→ **TEXTE PRÉSENTÉ**:

══════════

Le serviteur, personnage central, se trouve devant deux
cas de figure :
1° débiteur à l’endroit du roi d’une somme
considérable, disproportionnée par rapport à ses ressources financières, il est
insolvable. Devant la menace du maître de le vendre, corps et biens, et
d’éteindre ainsi sa dette, le roturier réclame un délai de grâce, une
suspension de l’urgence. Le maître, compatissant, lui accorde, maganime,
la liberté par la remise de la dette.
2° créancier d’une somme dérisoire de cent deniers
devant un de ses compagnons, sans pitié, il choisit la soluton agressive de la
violence. Son compagnon, pris à la gorge, est privé du délai de grâce que
lui-même a obtenu, et de la liberté quil ui donnerait le temps de rembourser.

══════════

→ **DONNÉES FOURNIES**:

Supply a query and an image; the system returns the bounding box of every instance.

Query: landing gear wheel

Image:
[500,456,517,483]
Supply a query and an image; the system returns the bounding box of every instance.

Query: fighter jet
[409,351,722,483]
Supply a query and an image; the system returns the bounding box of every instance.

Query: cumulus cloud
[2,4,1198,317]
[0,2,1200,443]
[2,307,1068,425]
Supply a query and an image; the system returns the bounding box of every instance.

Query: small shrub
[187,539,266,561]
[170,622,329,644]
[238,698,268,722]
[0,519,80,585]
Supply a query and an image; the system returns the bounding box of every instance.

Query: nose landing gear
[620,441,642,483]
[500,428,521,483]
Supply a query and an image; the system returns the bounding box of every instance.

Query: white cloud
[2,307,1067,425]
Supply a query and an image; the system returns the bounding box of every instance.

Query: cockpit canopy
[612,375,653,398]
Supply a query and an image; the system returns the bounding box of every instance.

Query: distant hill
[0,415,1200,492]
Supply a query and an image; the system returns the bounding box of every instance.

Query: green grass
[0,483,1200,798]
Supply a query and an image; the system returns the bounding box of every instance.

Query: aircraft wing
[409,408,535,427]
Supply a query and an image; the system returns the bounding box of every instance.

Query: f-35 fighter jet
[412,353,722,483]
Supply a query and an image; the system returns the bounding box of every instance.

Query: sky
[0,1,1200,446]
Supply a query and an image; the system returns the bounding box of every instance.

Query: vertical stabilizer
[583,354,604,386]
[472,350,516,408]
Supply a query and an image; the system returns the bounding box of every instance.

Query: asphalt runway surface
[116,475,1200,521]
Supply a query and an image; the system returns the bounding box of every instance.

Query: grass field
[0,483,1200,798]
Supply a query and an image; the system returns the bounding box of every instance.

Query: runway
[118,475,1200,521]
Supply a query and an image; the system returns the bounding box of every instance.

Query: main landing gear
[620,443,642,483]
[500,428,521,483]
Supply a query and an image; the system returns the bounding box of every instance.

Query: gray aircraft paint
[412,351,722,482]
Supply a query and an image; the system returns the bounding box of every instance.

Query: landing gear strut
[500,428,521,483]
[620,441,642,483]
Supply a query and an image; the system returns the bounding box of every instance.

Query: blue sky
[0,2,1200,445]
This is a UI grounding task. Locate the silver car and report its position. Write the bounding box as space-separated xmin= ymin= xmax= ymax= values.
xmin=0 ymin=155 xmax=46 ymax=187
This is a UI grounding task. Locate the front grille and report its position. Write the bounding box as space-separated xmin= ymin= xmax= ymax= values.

══════════

→ **CONSIGNES**:
a. Dans les rangées, de la ligne qui contient « This is a UI grounding task. Locate the silver » jusqu'à la dernière rangée incluse, substituez « enclosing box » à « bounding box », puis recopiez ces lignes sans autre modification.
b. Prolongez le texte présenté, consacré au serviteur tour à tour débiteur et créancier, à la suite de sa dernière phrase.
Les rangées n'ont aucun rapport avec le texte présenté.

→ **RÉPONSES PAR CONSIGNE**:
a.
This is a UI grounding task. Locate the silver car and report its position. Write the enclosing box as space-separated xmin= ymin= xmax= ymax= values.
xmin=0 ymin=155 xmax=46 ymax=187
This is a UI grounding task. Locate the front grille and report its position. Write the enclosing box as space-separated xmin= ymin= xmax= ymax= values.

b.
3° en suite de quoi, le roi, pris de colère, exige que
son débiteur intraitable soit livré immédiatement à la force brutale
jusqu’au remboursement d’une dette qu’il doit, de toute façon
assumer, sans pouvoir la payer jamais.
En fin de compte, le roturier, humainement impitoyable,
est financièrement insolvable et spirituellement impardonnable. En refusant le
règlement à l’amiable de la dette, ce gagne-petit besogneux provoque, en
le marginalisant, l’élimination sociale du débiteur et l’enferme
dans une voie sans issue.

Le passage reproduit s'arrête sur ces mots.